(Dataset excerpts on object pointing)
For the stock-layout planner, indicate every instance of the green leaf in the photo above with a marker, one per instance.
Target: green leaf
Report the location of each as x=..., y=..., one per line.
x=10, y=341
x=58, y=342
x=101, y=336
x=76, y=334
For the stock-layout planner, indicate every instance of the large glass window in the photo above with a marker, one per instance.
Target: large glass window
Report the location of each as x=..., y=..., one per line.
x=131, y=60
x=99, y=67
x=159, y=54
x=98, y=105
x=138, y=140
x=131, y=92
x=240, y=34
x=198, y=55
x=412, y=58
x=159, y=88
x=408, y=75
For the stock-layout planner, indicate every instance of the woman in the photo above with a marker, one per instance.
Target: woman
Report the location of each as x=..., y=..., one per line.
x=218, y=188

- [YOUR INSTRUCTIONS]: Reproduce all of the entries above, swapping "stock-layout planner" for "inventory planner" at every occurrence and leaving everything else as it is.

- [FINAL RESULT]:
For the inventory planner, indicate every instance of the green leaf in the photo above with a marker, one per instance.
Target: green leaf
Report the location of each as x=..., y=..., one per line.
x=10, y=341
x=58, y=342
x=101, y=336
x=76, y=334
For the inventory planner, indicate every instance of the large glass window in the photo above with a marker, one per instance.
Target: large glass window
Report the location of each as x=..., y=..., one per line.
x=131, y=60
x=99, y=67
x=159, y=54
x=98, y=105
x=138, y=140
x=131, y=92
x=240, y=34
x=198, y=55
x=412, y=58
x=159, y=88
x=408, y=75
For the inventory planner, indicate every instance of the woman in the photo above with a marker, one per instance.
Target: woman
Report the location of each as x=..., y=..., one per line.
x=218, y=188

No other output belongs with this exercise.